### What needs to be done:
Please report every line in the records below that contains the word "tent", copying each one in full.

### Some records:

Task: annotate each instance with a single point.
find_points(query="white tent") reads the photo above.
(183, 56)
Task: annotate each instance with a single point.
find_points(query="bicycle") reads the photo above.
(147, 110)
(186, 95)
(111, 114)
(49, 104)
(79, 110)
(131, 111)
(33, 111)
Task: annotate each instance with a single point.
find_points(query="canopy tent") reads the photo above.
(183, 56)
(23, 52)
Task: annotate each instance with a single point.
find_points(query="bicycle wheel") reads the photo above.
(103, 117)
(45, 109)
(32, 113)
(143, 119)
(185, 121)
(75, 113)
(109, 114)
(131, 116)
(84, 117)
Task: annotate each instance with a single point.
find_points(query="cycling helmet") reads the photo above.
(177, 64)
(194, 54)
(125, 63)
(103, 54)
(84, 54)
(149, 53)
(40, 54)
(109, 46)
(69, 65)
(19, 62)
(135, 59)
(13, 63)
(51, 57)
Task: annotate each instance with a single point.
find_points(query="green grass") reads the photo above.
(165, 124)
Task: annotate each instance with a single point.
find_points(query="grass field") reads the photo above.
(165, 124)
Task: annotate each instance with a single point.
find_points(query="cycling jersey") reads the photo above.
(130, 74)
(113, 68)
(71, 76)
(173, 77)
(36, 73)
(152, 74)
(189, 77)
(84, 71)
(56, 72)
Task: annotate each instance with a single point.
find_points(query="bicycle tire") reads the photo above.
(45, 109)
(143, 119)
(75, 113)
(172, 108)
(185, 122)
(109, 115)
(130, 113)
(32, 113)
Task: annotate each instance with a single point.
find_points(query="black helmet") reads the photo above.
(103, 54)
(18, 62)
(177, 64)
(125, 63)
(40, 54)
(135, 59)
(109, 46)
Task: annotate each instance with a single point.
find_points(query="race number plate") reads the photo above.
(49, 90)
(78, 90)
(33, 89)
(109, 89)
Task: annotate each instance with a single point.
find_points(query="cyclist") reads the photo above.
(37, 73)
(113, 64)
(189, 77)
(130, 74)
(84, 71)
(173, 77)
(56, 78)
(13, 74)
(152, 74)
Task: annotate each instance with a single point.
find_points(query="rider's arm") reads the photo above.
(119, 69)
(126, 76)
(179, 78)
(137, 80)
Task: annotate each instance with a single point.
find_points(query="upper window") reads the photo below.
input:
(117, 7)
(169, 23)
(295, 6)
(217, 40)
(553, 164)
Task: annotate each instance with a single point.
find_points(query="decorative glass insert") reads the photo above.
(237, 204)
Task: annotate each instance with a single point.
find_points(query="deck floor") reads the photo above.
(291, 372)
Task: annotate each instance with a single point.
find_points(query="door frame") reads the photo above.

### Output for this task:
find_points(query="white tent") reads the photo above.
find_points(query="canopy tent") reads the photo above.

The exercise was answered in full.